**任务说明**: 请把“photo”替换为“image”，重新写出从含有“outline --target=white truck”的那一行到含有“POLYGON ((226 136, 222”的那一行，其余内容保持不变。答案中不要放入图片。

**所给条目**:
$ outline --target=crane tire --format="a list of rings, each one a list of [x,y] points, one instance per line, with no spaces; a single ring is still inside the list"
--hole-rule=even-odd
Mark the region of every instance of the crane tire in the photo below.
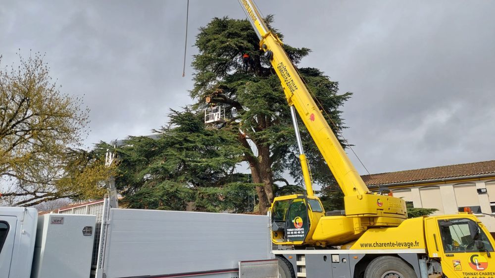
[[[417,278],[416,272],[400,258],[382,256],[374,259],[364,271],[364,278]]]
[[[296,278],[294,268],[285,258],[277,257],[279,261],[279,278]]]

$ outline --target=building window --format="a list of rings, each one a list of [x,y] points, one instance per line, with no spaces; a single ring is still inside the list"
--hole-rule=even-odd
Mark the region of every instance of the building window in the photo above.
[[[493,211],[494,207],[492,207]],[[481,207],[480,206],[467,206],[457,208],[459,212],[472,212],[473,213],[481,213]]]
[[[492,214],[495,214],[495,202],[490,202],[490,206],[492,207]]]

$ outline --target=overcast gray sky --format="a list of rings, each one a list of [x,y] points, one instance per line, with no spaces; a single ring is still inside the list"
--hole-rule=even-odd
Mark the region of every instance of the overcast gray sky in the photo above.
[[[62,91],[85,94],[91,146],[147,135],[192,103],[186,1],[17,1],[0,4],[2,67],[46,52]],[[258,0],[295,46],[354,93],[345,135],[371,173],[495,158],[495,1]],[[237,0],[191,0],[189,46]],[[351,159],[365,174],[353,155]]]

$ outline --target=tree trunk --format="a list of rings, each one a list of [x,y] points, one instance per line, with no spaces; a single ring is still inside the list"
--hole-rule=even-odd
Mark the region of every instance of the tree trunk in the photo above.
[[[246,136],[242,134],[239,134],[239,141],[246,148],[251,150]],[[258,144],[256,144],[258,145]],[[266,153],[269,155],[269,150],[263,149],[259,151],[258,148],[258,157],[253,156],[252,152],[245,153],[248,162],[249,163],[249,168],[251,169],[251,175],[252,177],[252,182],[255,184],[262,184],[263,186],[256,186],[256,192],[258,195],[259,205],[258,206],[259,213],[262,215],[266,214],[268,208],[273,201],[273,190],[272,189],[271,182],[273,177],[271,177],[271,169],[269,164],[269,156],[265,157]],[[263,154],[262,154],[262,153]],[[261,163],[260,163],[260,162]]]

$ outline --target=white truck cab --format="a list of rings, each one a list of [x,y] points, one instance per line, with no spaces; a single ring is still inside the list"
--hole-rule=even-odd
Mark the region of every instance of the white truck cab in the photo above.
[[[35,209],[0,207],[0,277],[31,276],[37,225]]]

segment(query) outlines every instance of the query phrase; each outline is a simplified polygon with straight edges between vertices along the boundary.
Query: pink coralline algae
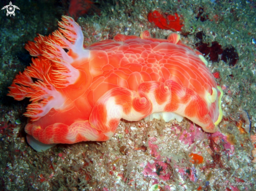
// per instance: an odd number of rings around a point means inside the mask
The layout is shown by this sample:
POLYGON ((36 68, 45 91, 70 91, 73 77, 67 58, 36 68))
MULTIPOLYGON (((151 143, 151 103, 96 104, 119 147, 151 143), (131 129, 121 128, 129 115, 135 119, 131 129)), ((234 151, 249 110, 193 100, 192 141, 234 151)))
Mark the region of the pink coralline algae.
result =
POLYGON ((180 136, 180 140, 186 145, 191 145, 196 140, 202 140, 204 138, 204 134, 197 127, 195 128, 194 124, 191 124, 188 130, 184 129, 180 136))
POLYGON ((187 168, 186 170, 179 168, 178 172, 184 180, 186 180, 187 177, 189 177, 193 182, 196 182, 197 181, 198 178, 196 174, 196 170, 194 167, 192 167, 191 169, 187 168))
POLYGON ((226 136, 222 134, 219 132, 217 132, 211 134, 211 135, 215 144, 218 145, 222 145, 229 155, 233 154, 235 152, 234 146, 228 142, 226 136))

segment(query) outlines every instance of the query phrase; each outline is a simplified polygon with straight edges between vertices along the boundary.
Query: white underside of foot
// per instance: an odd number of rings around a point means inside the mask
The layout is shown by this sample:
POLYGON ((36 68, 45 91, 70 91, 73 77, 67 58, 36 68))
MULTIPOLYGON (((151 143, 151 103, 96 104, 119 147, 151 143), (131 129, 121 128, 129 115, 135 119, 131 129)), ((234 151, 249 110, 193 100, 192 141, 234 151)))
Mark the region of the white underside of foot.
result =
POLYGON ((162 118, 165 122, 169 122, 171 120, 176 120, 179 122, 181 122, 183 120, 183 117, 173 112, 157 112, 150 114, 144 119, 145 121, 152 121, 154 118, 160 120, 162 118))

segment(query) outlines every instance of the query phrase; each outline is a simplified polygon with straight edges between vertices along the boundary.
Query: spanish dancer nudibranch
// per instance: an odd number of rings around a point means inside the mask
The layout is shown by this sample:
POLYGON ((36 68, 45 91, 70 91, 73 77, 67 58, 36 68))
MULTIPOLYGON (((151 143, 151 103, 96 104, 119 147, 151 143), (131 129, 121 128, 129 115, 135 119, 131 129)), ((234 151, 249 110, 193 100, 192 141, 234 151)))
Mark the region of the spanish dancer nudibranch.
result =
POLYGON ((81 27, 62 16, 60 28, 25 48, 30 66, 17 75, 8 96, 30 98, 24 115, 28 142, 38 151, 57 144, 106 141, 120 120, 185 117, 214 133, 223 93, 199 52, 180 35, 167 39, 116 35, 84 49, 81 27))

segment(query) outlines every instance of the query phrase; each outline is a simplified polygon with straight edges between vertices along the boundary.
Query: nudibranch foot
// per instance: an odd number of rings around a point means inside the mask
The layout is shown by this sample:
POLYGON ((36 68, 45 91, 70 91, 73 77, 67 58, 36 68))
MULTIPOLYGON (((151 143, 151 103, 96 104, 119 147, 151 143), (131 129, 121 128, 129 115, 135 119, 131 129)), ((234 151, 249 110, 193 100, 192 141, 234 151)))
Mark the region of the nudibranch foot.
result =
POLYGON ((207 132, 217 130, 223 92, 203 56, 180 34, 118 34, 84 49, 81 28, 72 18, 63 16, 59 26, 26 45, 36 57, 9 87, 15 99, 30 98, 25 131, 36 150, 107 140, 121 118, 185 117, 207 132))

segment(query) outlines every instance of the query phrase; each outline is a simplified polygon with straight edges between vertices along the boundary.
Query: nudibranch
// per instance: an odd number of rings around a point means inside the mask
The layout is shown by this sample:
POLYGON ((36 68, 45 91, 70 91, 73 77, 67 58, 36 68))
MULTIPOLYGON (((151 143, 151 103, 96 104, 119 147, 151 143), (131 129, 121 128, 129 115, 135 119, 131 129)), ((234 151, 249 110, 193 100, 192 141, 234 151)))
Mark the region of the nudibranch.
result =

**书面回答**:
$ outline --target=white truck cab --format="a list of rings, each one a list of [x,y] points, one instance per line, with no spaces; a single ring is still inside the list"
--hole-rule=even-odd
Mark the region of every instance of the white truck cab in the image above.
[[[35,209],[0,207],[0,277],[31,276],[37,225]]]

segment(query) outlines every instance of the query phrase; each outline is a simplified polygon with straight edges between vertices along the boundary.
Query: pink coralline algae
// per instance: an odd number of rings around a point means inside the mask
The layout is shown by this sample:
POLYGON ((36 68, 45 91, 70 91, 73 77, 67 58, 36 68))
MULTIPOLYGON (((151 143, 151 103, 96 104, 119 147, 151 143), (131 129, 121 128, 129 115, 135 119, 131 129)), ((234 151, 249 110, 193 100, 192 141, 234 151)))
Mark the region of the pink coralline algae.
result =
POLYGON ((180 136, 180 140, 186 145, 191 145, 196 140, 202 140, 204 138, 204 134, 197 127, 195 128, 194 124, 191 124, 188 130, 184 129, 180 136))
POLYGON ((187 168, 186 170, 179 168, 178 172, 184 180, 186 180, 187 177, 189 177, 193 182, 196 182, 197 181, 198 178, 196 174, 196 170, 194 167, 192 167, 191 169, 187 168))
POLYGON ((226 136, 222 134, 219 132, 217 132, 211 134, 211 135, 215 144, 218 145, 222 145, 229 155, 233 154, 235 152, 234 146, 228 142, 226 136))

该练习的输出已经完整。